◆ **ARTICLE**
━━━━━━

Millikin University Student Essay

Ryan Casey

Ryan Casey graduated with a B.A. in literature. After graduating in May, 2000, he moved to Japan where he is teaching conversational English and literature.
Ryan's haibun Ryan's tanka

A Journey Through Tanka

by Ryan Casey

It all started with a poem.  Okay, well, considering that I'm chronicling my experiences with a form of poetry, that's not all that surprising of a starting point.  But it did.  It started with a poem.

To backtrack slightly, a few short months ago, I didn't know what haiku was.  I really didn't.  In grade school, I did the whole 5-7-5 nature poem.  I wrote quite a few of them actually.  I remember one specifically was about a waterfall.  I can only imagine how horrible they actually are.  My next experience was last semester at a reading from School's Out.  After a lot of confused counting on my fingers-that's weird, I only counted two lines; and now I know that one was only twelve syllables long—I came to realize that I was clueless.  I knew that I didn't know, which was more than I had known before.  And basically, when I walked into class the first time this semester, I wasn't quite sure what to expect.

Haiku grew on me quickly.  It was an reader-friendly genre.  Easy to understand the basics of, and yet rich with endless possibilities.  I enjoyed the restraints of brevity.  It was challenging, and different than my sometimes-verbose writing.

And then I read the poem.

It was a Shiki tanka from The Haiku Handbook.

crowding night
weary with the work
of writing things
blew the fire to life
and drank some tea

What it was exactly about that poem that struck so deeply I'm not sure.  It did, however, seem to contain—somehow—a human element of truth.  In some intangible way, I sat there, reading that tanka, and not only had someone captured a moment.  Shiki, in those five lines, captured a part of me.  A part of humanity.

I really do believe I'm zen enough to not be completely human-centric.  And haiku is great about observing the outside.  But this tanka seemed to be doing more.  Observing the outside and then internalizing it.  It was deeply personal.  There was so much human subtext in what he wrote.  In my opinion, that just could not be accomplished with a haiku. That sense of a moment stretching itself out, with that final sip of tea.

So, I started to read more about tanka.

And at first, I was rather nonplussed.  Nothing—not even sort of—resonated inside me like Shiki's tea tanka.  In fact, I found myself gravitating more, back towards haiku.  I didn't really understand what I was looking at.  All I knew was that Shiki's was not a model.  Some were very abstract; some were actually political.  Many seemed to be one big-run-on sentence.

And so, I begin to read about tanka.  The most interesting thing that I found was a historical narration about the experience of lovers swapping tanka.  A story about a couple writing tanka back and forth to each other had a charmingly pastoral feeling to it.  I remembered some of the really bad sonnets I wrote in high school.  In an embarrassingly romantic sense, the whole idea appealed to me.  And I began to note some rather interesting tanka.

━━━━━━

◆ **PROVIDED DATA**
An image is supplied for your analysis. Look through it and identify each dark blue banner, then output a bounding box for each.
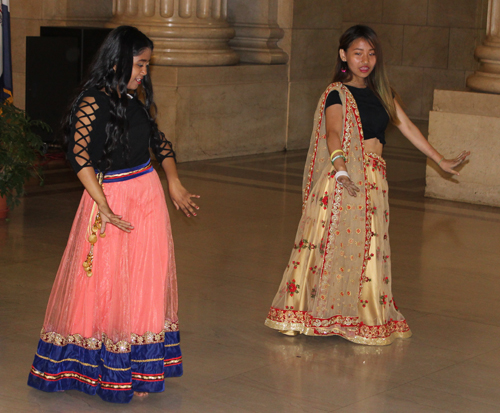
[0,0,13,102]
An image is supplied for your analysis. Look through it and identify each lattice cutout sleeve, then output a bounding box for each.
[155,132,175,164]
[68,96,99,172]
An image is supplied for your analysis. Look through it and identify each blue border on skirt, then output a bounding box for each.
[28,331,183,403]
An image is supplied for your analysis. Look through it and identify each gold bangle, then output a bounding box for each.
[330,149,345,160]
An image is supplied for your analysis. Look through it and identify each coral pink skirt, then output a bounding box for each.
[28,164,182,403]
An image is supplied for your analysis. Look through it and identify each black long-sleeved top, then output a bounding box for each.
[67,88,175,173]
[325,85,389,145]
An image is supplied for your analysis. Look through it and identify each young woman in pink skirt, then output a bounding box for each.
[265,25,470,346]
[28,26,198,403]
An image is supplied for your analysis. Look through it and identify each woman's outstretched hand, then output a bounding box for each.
[168,179,200,218]
[99,203,134,234]
[337,176,359,196]
[438,151,470,175]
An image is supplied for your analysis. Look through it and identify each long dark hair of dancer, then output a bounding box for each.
[333,24,401,124]
[61,26,165,171]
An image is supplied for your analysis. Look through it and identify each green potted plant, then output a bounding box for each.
[0,101,50,218]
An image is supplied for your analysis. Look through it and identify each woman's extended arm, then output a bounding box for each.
[161,157,200,218]
[325,104,359,196]
[394,101,470,175]
[76,167,134,234]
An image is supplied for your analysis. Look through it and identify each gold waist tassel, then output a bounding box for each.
[83,172,106,277]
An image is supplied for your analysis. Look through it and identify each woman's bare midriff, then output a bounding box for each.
[363,138,384,156]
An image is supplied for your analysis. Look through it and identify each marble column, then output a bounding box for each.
[229,0,288,64]
[108,0,239,66]
[467,0,500,93]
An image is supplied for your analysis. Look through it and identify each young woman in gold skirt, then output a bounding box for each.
[265,25,469,345]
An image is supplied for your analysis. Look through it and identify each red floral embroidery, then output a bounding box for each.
[380,294,387,305]
[321,191,328,209]
[286,280,300,297]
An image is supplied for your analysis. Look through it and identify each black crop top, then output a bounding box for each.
[325,85,389,145]
[67,88,175,173]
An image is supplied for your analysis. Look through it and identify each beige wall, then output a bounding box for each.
[342,0,488,119]
[11,0,487,153]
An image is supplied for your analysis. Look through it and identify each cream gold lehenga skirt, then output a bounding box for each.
[265,154,411,345]
[28,164,182,403]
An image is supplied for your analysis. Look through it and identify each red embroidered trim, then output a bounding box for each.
[267,307,410,339]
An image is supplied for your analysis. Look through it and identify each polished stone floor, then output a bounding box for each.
[0,124,500,413]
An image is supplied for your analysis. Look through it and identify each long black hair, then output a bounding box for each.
[62,26,160,171]
[333,24,400,124]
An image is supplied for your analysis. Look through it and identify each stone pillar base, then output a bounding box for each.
[151,65,288,162]
[425,90,500,206]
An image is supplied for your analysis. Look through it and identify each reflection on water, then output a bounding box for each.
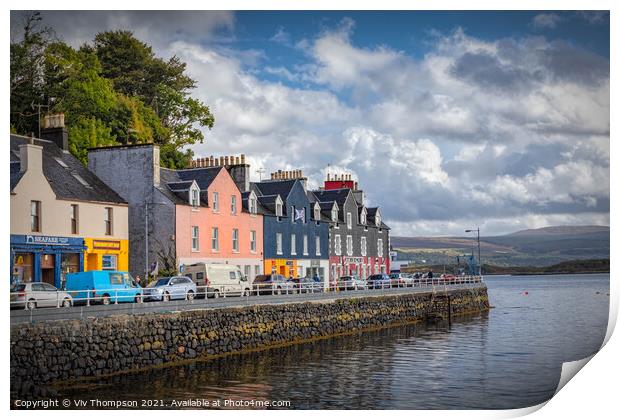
[60,275,609,409]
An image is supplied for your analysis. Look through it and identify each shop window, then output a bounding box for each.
[13,253,34,283]
[101,254,118,270]
[30,200,41,232]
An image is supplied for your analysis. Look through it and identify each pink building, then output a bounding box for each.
[162,166,263,281]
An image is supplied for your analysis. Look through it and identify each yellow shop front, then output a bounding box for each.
[84,238,129,271]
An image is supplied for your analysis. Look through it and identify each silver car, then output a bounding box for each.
[144,276,197,301]
[11,282,73,310]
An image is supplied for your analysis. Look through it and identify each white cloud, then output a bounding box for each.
[532,13,562,29]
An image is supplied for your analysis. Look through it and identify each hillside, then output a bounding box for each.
[391,226,609,266]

━━━━━━

◆ **WRITTEN PROBLEM**
Keep writing the essay about discovering tanka, starting right after its last sentence and staying in the same voice.

◆ **ANSWER TO THIS EXERCISE**
In love
And frail as the stem
Of this summer flower-
Yet will I bloom
Deep red underneath a dazzling sun!

                                      --Akiko Yasano

And then I began to better understand the contemplative nature of tanka.  Like love, it could grasp at more philosophical concepts.  Consider these two tanka concerning death.

A dead brown seed
Becoming in a muddy pot
A white flower-
It is a lie you know
About death I mean

                                    --Jane Reichhold

Inside the coffin
Of my beautiful
Friend,
The flowers
A riot of color

                                    --Akiko Yasano

Both of these use impressive imagery to capture a thought that the author is having. It burrows itself into the human consciousness. It is an expression of human existence. It is coming to grasp with the inevitable and the impossible.  The first one is striking in its pessimism-the author is casting serious doubt and the idea of new life coming after death. This is a strikingly honest fear-one that probably crosses all minds on occasion.  The second one trivializes death in a beautiful way.  It captures the simplicity of it.  It demonstrates that a person can have a lively impact on the world, even after they have passed on.  These two very different examinations of death demonstrate the introspective path that tanka can take, leaving haiku on another path.

The pathetic fallacies—blending natural surroundings with human occurrences—work much better in tanka I believe.  Or it's more direct.  The haiku leaves things implied.  The tanka is able to draw the connections, but the path becomes the interesting aspect.  To repeat the path becomes the problem.  A haiku gives the picture; a tanka tells you that it is possible to travel from point a to point b on that picture, but it doesn't tell one how.

Writing words
In moonshadows' shape
Pages darken
Laments of the lonely 
Close to the light

                                      --Jane Reichhold

The relationship here between pages and the lonely becomes vastly intriguing.  It follows the contours of shadows-lights and darks.  These become very real; there similar to the images that are presented in a haiku.  The idea of written words and loneliness co-mingle here.  The connection is perhaps the night, the shadows.  The act of writing identifies the writer with the act of writing.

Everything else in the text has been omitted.